§ BRIEF 1:
In the abstract on cryogenic two-phase flowmeters, why does the proposed procedure account for changes in density, mass vapor quality, and temperature with pressure in the Venturi tube? Answer in one to three sentences.

§ SUPPLIED PASSAGE:
* Start *
We propose a method for the evaluation of the flow rate of cryogenic two-phase flows in flowmeters without separation based on the Venturi tube. The proposed procedure takes into account the equations of state of two-phase medium, i.e., the changes in density, mass vapor quality, and temperature of cryogenic twophase flows depending on the level of pressure in the Venturi tube. It is shown that if we do not take into account the evolution of the parameters of flow, then we get an additional error in the evaluation of the flow rate. Hence, it is impossible to correctly determine the sensitivity and measurement range of the flowmeter. We determine the optimal range of measurements of the pressure drop and propose a procedure of measurement of the flow rate of two-phase cryogenic flows according to the temperature drop in the Venturi tube. The problem of measurement of the flow rates of two-phase cryogenic flows is urgent for accelerators, as well as for the aerospace and gas-transportation equipment. Keywords: two-phase cryogenic flows, flowmeters without separation, Venturi tube, helium.
* End *
Object outline annotations
* Start *
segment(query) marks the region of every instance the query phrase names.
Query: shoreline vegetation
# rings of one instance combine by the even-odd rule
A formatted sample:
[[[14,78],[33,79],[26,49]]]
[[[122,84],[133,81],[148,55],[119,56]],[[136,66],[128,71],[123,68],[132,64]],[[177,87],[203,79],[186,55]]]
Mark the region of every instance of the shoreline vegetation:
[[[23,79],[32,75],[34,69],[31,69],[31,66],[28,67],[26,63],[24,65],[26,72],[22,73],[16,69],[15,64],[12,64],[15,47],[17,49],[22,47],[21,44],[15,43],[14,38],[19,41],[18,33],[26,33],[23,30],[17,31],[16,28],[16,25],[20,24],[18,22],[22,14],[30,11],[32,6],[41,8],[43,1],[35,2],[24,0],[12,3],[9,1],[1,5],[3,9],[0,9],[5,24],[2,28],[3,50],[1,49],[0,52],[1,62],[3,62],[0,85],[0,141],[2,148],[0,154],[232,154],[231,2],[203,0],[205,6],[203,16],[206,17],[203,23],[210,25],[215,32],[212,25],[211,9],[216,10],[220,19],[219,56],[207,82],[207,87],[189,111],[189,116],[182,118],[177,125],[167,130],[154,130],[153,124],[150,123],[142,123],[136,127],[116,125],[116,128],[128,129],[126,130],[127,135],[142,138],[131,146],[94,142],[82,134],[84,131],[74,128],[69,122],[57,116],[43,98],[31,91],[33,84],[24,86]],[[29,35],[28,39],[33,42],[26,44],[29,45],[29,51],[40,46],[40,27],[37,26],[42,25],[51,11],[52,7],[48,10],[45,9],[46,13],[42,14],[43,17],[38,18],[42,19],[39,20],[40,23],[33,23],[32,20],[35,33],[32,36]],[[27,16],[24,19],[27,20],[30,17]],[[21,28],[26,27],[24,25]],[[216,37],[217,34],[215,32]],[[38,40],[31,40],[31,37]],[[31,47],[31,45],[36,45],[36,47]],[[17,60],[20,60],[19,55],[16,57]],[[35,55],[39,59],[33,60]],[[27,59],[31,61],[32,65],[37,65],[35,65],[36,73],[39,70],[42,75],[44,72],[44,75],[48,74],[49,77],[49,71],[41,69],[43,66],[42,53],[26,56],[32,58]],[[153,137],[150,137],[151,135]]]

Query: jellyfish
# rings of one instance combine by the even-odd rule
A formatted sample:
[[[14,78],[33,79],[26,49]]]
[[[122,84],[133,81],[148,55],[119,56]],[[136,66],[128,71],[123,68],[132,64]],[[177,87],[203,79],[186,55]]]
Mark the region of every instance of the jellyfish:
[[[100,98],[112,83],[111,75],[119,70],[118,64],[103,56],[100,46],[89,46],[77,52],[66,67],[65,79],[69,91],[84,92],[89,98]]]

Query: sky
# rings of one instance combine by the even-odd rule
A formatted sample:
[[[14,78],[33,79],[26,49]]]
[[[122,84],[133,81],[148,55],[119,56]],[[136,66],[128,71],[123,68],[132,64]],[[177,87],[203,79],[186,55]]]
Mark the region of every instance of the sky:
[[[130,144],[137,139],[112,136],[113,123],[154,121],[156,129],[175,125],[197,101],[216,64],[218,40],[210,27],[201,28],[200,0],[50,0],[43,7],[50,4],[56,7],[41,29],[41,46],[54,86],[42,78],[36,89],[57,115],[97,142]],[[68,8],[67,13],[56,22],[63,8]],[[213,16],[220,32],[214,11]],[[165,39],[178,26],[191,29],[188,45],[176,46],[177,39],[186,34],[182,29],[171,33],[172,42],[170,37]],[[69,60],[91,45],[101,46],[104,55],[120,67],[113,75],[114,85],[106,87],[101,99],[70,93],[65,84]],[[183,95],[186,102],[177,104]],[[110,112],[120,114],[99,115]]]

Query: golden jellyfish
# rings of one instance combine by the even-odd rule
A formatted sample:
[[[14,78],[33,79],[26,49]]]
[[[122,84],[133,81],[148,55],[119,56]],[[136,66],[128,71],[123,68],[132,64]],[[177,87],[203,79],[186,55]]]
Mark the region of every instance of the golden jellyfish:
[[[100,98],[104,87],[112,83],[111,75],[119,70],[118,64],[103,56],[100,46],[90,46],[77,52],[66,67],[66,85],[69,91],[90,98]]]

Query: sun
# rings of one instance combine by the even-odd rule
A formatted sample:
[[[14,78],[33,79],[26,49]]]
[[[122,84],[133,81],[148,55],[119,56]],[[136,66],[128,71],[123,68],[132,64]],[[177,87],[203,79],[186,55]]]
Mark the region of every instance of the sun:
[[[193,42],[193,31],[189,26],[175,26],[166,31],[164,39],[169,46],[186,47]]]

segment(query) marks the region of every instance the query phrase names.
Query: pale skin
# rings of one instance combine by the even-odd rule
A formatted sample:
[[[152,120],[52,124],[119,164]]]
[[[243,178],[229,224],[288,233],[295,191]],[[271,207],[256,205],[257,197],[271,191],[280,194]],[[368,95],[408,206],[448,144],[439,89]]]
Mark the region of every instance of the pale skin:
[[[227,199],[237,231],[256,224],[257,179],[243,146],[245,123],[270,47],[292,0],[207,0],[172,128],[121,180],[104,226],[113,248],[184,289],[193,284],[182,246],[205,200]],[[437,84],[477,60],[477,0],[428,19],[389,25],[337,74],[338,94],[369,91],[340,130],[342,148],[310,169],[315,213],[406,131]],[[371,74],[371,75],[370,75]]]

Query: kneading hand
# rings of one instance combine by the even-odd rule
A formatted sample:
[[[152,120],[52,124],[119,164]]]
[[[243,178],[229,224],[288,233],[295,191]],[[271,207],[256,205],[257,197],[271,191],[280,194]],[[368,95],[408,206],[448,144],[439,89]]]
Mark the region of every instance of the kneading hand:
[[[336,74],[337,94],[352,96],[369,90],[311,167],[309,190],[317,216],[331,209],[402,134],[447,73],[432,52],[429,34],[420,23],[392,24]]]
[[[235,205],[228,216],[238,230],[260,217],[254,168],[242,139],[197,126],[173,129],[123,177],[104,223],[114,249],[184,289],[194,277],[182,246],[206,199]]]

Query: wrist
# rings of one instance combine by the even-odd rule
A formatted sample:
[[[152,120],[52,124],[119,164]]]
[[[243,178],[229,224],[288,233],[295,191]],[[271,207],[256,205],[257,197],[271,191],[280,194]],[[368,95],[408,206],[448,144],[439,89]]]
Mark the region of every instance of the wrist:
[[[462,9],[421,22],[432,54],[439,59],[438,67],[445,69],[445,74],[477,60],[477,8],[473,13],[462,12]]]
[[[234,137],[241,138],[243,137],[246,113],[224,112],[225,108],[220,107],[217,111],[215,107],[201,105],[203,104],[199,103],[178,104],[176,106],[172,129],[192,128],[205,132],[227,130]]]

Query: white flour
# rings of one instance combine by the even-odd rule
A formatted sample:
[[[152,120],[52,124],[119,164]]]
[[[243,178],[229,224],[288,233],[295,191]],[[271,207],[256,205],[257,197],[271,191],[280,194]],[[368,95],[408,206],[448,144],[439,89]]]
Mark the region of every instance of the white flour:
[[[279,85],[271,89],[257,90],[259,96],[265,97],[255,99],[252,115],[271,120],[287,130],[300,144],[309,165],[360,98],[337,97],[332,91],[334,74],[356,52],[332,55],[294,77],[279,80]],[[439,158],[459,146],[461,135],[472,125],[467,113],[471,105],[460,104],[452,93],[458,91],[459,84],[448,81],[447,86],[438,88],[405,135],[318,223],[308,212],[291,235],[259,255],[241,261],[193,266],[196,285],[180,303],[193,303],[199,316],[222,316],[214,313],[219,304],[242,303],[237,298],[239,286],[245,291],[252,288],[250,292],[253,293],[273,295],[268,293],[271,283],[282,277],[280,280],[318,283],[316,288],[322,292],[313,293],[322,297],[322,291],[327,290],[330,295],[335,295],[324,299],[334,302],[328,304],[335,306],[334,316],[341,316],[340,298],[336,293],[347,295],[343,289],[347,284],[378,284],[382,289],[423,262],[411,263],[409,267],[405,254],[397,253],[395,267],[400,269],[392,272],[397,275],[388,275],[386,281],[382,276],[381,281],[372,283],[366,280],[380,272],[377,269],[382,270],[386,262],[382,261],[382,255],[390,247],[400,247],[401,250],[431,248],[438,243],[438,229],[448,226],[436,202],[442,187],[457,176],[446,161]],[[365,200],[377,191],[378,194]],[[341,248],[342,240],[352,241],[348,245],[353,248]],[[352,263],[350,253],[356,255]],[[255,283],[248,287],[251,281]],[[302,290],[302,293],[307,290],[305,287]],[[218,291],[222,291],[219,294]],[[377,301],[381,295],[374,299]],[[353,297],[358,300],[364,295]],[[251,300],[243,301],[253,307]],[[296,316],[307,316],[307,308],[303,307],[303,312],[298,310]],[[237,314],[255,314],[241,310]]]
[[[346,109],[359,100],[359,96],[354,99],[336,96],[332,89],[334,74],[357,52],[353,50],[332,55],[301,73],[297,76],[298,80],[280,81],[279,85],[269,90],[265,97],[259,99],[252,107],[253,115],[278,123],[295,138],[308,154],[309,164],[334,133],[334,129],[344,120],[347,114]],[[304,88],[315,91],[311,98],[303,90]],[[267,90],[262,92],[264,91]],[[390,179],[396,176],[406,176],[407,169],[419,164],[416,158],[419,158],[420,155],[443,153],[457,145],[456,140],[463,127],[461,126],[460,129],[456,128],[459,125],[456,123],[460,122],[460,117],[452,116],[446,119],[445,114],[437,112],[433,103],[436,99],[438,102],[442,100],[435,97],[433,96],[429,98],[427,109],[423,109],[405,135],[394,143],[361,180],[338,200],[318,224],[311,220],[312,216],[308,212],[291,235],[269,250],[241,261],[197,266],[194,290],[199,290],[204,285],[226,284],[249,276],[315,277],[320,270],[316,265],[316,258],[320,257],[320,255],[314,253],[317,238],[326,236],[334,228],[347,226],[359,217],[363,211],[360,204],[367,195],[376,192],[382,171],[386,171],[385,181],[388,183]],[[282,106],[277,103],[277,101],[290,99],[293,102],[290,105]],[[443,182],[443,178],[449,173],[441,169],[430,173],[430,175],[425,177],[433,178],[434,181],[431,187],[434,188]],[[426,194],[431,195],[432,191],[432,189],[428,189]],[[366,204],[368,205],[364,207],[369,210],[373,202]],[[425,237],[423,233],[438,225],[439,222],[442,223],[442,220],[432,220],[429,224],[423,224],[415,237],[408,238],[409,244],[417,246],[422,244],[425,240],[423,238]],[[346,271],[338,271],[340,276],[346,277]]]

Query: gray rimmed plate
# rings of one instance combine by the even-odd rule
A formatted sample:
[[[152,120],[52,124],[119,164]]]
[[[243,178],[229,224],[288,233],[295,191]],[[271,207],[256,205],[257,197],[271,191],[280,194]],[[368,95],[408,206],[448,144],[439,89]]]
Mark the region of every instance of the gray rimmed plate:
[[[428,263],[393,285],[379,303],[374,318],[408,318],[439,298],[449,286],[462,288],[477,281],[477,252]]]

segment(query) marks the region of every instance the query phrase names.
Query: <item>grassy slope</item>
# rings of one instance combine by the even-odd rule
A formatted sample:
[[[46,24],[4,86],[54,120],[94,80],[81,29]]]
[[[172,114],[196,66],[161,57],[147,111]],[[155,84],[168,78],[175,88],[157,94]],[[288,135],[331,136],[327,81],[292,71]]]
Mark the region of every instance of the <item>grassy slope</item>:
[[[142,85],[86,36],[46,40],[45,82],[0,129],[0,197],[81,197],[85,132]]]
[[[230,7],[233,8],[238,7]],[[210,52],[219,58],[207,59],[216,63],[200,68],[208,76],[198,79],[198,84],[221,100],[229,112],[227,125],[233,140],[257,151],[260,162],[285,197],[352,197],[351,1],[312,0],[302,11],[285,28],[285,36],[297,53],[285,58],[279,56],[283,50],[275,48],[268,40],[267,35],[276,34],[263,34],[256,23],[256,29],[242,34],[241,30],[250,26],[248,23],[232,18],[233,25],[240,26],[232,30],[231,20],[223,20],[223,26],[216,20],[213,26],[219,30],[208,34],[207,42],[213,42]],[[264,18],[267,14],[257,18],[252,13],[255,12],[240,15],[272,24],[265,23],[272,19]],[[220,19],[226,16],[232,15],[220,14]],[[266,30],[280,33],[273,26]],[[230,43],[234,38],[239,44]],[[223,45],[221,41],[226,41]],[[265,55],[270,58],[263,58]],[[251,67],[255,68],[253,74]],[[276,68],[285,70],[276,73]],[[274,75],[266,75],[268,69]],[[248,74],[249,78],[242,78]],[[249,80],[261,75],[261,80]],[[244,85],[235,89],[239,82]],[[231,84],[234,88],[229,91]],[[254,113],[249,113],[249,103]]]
* End *
§ BRIEF 2:
From the entries, quote everything from the line containing "Query: kneading hand" down to the line containing "Mark the region of every instance of the kneading", including both of those lines.

§ RESULT 1:
If the evolution of these flow parameters is ignored, the evaluation of the flow rate carries an additional error. Because of that error, the sensitivity and measurement range of the flowmeter cannot be correctly determined.

§ RESULT 2:
Query: kneading hand
# rings of one instance combine by the even-odd rule
A formatted sample:
[[[152,120],[52,124],[119,164]]]
[[[243,178],[229,224],[288,233],[295,191]],[[271,207],[256,205],[257,197],[271,191],[280,194]],[[368,95],[408,206],[448,144],[439,89]]]
Mark the region of every instance of the kneading hand:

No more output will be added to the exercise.